Update the records from the line containing "Guideline: mark the blue jacket" through the end of the records, replacing "white van" with "silver van" and keeping everything else the same.
---------- Raw records ----------
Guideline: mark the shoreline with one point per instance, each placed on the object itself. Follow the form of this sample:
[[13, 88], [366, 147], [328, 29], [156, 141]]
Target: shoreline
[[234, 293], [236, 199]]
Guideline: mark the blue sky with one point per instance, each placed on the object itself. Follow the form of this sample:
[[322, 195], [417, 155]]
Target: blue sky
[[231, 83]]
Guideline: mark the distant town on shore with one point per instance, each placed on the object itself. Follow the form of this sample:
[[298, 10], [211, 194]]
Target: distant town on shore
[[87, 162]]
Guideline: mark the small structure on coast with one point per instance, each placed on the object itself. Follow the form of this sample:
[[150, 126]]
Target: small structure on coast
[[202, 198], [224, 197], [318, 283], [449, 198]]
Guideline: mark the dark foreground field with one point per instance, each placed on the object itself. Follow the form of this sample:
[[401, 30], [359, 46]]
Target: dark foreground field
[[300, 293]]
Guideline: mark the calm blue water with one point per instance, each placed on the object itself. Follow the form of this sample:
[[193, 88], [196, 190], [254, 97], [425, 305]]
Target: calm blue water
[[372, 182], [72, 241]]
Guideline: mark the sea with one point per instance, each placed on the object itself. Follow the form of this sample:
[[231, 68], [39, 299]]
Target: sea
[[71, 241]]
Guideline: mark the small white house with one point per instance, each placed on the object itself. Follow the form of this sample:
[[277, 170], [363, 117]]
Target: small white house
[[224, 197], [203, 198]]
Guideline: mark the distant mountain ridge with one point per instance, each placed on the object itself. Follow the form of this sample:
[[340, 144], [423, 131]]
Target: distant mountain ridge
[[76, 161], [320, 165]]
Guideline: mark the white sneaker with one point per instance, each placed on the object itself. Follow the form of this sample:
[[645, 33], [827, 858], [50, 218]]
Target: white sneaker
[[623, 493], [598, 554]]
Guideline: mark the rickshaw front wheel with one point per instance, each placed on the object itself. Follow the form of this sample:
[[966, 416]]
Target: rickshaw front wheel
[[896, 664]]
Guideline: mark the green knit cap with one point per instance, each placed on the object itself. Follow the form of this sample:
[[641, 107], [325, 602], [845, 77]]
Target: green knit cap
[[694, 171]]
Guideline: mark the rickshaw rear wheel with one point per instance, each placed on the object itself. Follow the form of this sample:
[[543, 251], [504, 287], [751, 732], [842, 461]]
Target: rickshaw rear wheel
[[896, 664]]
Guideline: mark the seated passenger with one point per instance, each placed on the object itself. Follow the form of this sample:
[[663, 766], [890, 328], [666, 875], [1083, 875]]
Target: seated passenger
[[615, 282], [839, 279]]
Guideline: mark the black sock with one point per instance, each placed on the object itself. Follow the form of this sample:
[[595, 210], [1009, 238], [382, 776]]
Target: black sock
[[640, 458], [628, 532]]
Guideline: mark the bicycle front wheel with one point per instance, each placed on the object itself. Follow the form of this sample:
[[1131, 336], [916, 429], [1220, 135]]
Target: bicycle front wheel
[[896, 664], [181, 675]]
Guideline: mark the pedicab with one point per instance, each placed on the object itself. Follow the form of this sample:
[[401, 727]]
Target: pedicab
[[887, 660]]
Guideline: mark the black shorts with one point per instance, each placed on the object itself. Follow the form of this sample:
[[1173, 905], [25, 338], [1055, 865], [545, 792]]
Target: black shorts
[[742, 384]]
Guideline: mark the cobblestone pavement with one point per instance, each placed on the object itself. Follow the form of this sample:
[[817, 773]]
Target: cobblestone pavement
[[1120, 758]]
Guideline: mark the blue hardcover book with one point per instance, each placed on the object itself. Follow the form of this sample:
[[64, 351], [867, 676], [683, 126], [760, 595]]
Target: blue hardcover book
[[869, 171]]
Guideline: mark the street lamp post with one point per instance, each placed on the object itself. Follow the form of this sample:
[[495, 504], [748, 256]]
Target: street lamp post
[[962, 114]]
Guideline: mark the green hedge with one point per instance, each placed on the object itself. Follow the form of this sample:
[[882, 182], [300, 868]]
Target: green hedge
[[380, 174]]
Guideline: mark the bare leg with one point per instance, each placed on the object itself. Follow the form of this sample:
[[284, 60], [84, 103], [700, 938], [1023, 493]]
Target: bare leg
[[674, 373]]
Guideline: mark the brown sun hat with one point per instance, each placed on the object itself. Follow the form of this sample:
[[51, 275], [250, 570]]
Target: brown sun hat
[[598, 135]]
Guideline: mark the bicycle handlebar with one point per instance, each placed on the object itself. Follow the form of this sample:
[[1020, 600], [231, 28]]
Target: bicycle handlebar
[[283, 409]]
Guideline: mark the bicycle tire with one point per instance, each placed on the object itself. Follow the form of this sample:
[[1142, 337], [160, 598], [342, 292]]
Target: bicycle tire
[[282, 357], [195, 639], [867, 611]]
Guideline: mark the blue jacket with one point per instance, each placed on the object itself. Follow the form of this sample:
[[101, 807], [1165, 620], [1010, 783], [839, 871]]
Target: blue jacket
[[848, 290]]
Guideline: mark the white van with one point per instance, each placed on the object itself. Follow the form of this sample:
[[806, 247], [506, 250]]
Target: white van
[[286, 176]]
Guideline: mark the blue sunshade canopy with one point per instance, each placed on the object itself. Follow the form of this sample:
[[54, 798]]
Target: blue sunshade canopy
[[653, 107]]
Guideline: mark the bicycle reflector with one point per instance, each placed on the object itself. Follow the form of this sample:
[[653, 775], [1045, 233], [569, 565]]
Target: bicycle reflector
----------
The response:
Guideline: mark the blue jacket with one point per instance, each placed on the object itself. Follow the form of this sample:
[[101, 807], [1165, 620], [1010, 783], [839, 871]]
Target: blue jacket
[[848, 290]]
Guideline: mark the silver van with one point per instance, each placed on the object itself. Follow the form of this sample:
[[806, 247], [506, 250]]
Target: silver van
[[286, 176]]
Guideline: mark the blue sunshade canopy with one point per instance, each placed on the object itself. Follow the form of this sample:
[[54, 798]]
Target: blue sunshade canopy
[[653, 107]]
Guideline: mark the bicycle reflector with one point per instance, each placed on the object itself. Follow the form of this sample:
[[653, 775], [1045, 233], [569, 565]]
Target: bicycle reflector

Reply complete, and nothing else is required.